[Stored data entries]
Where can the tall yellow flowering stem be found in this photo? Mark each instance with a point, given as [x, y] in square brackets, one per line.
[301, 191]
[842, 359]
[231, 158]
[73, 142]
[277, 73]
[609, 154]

Work item - Write out the complete set of records exactly as given.

Response -
Where can the tall yellow flowering stem be found in this photo? Mark each instance with a point, given as [x, y] in square brackets, one per line.
[301, 191]
[842, 359]
[231, 158]
[73, 142]
[277, 73]
[609, 154]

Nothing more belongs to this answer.